Excerpts from a point labeling dataset
◇ ◇ ◇ ◇

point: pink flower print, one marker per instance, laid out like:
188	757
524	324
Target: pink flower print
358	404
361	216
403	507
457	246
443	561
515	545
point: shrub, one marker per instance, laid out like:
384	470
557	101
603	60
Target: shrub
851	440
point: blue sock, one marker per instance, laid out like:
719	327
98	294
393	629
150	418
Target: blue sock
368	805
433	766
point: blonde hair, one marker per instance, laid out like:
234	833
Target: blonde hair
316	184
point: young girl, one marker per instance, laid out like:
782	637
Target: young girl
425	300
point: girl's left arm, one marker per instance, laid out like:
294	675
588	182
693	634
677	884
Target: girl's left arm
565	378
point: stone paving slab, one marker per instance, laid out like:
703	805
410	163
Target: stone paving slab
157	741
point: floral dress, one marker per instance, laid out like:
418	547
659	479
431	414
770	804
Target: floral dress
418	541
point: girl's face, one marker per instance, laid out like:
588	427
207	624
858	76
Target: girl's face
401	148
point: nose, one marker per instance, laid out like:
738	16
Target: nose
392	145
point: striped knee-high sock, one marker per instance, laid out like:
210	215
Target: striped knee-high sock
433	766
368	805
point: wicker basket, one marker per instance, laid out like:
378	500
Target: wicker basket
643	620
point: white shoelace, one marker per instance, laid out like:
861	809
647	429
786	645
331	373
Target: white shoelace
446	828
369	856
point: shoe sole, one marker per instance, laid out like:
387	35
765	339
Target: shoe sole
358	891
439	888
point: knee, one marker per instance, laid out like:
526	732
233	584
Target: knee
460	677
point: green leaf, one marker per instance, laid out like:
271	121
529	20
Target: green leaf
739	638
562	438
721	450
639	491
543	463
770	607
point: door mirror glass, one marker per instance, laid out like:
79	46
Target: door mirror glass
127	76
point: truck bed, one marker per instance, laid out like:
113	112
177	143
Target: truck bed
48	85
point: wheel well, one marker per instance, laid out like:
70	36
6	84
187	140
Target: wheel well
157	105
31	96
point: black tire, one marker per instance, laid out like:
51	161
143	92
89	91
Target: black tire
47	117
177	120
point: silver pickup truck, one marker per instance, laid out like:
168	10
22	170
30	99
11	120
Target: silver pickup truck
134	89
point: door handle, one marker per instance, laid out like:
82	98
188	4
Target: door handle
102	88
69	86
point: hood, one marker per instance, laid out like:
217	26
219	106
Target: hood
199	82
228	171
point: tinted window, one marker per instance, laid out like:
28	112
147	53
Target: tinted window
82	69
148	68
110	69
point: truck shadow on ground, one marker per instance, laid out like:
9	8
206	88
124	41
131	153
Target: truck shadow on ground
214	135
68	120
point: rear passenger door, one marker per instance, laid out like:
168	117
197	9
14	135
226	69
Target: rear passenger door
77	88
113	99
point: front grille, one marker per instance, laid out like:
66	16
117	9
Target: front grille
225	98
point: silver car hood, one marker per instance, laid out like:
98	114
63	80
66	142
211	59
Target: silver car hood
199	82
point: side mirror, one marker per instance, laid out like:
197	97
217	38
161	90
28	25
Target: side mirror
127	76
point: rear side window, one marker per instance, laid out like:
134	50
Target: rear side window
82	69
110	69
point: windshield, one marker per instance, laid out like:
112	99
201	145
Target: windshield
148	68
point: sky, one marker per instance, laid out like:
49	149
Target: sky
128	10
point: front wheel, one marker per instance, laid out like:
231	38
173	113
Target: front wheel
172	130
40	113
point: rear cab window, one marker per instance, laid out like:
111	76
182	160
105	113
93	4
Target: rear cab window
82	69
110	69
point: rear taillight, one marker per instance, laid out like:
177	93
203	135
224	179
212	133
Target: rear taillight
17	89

◇ ◇ ◇ ◇

- **Problem statement**:
Update all of the data above by replacing "laid out like" with "formatted as" wherever it occurs, keeping everything else the same.

- **Task output**:
point: pink flower print, one marker per instance, formatted as:
188	757
524	324
Target: pink flower print
358	404
361	216
403	507
457	246
443	561
515	545
point: shrub, one marker per instance, formatted as:
384	470
557	101
603	60
Target: shrub
851	440
point: blue sock, one marker per instance, formatted as:
719	327
98	294
393	629
150	418
Target: blue sock
368	805
433	766
point: blonde hair, one marker per instance, formatted as:
234	833
Target: blonde hair
316	184
point: young girl, one marker per instance, formatted as:
782	637
Target: young girl
425	300
point: girl's left arm, one marker per instance, formatted as:
294	675
588	182
693	634
677	884
Target: girl's left arm
565	378
point: stone paving slab, one marker per instance, formatted as:
703	805
410	163
Target: stone paving slab
157	741
point: floral dress, one marker per instance, formatted as:
418	547
659	479
431	414
770	804
Target: floral dress
418	541
point: girl's face, one marker per instance, formatted as:
588	427
207	624
858	76
Target: girl's face
401	148
point: nose, one marker per instance, formatted as:
738	16
Target: nose
392	145
point: striped knee-high sock, one marker per instance, formatted as:
210	215
Target: striped knee-high sock
433	766
368	805
point: wicker basket, one marker per instance, formatted as:
378	500
Target: wicker basket
643	620
point: white shoelace, one marker per instance, formatted as:
861	809
647	429
786	645
331	373
Target: white shoelace
446	828
369	856
point: shoe sole, one marker per instance, formatted as:
387	35
765	339
Target: shoe sole
358	891
439	888
point: knee, one marker per instance, formatted as:
526	732
233	584
Target: knee
460	677
point: green leaf, one marker per instance, formatted as:
271	121
529	20
Target: green leaf
739	638
562	438
721	450
639	491
543	463
770	607
point: door mirror glass, one marker per instance, formatted as:
79	46
Target: door mirror glass
127	76
point: truck bed, one marker per instance, formatted as:
113	112
177	143
Target: truck bed
48	85
point: wheel well, one marker per instance, formatted as:
70	36
6	84
187	140
Target: wheel well
157	105
31	96
point: black tire, one marker per instance, formatted as:
51	161
143	92
89	91
Target: black tire
47	117
177	120
point: silver pickup truck, one marker per instance, formatted as:
168	10
22	170
30	99
11	120
Target: silver pickup truck
134	89
point: door handle, one marker per instance, formatted as:
82	98
188	4
Target: door handle
102	88
69	86
point: hood, one marker per instance, formatted as:
217	26
219	106
Target: hood
199	82
228	171
point: tinted window, one marker per instance, formatted as:
28	112
147	53
Target: tinted window
82	69
148	68
110	69
point: truck shadow on ground, one marker per instance, formatted as:
9	8
206	88
124	41
131	153
Target: truck shadow on ground
214	135
68	120
point: rear passenger door, one marker per instance, formatted as:
168	117
197	9
14	135
226	69
Target: rear passenger door
77	88
113	99
point: front grille, one marker per instance, formatted as:
66	16
117	9
Target: front grille
225	98
point: silver car hood, one marker per instance, formatted as:
98	114
63	80
66	142
211	59
Target: silver car hood
199	82
point: side mirror, one marker per instance, formatted as:
197	97
217	38
161	90
28	25
Target: side mirror
127	76
point: rear side window, one marker per instance, formatted as:
134	50
Target: rear side window
82	69
110	69
point: windshield, one marker per instance, formatted as:
112	99
201	145
Target: windshield
148	68
point: sky, one marker per instance, formatted as:
49	149
Target: sky
128	10
point: front wheel, one marker per instance, formatted as:
231	38
173	113
Target: front wheel
172	130
40	113
point: rear cab window, one marker per instance, formatted as:
111	76
182	160
105	113
93	4
Target: rear cab window
82	69
110	69
point: rear taillight, one marker per instance, formatted as:
177	93
203	135
224	179
212	133
Target: rear taillight
17	89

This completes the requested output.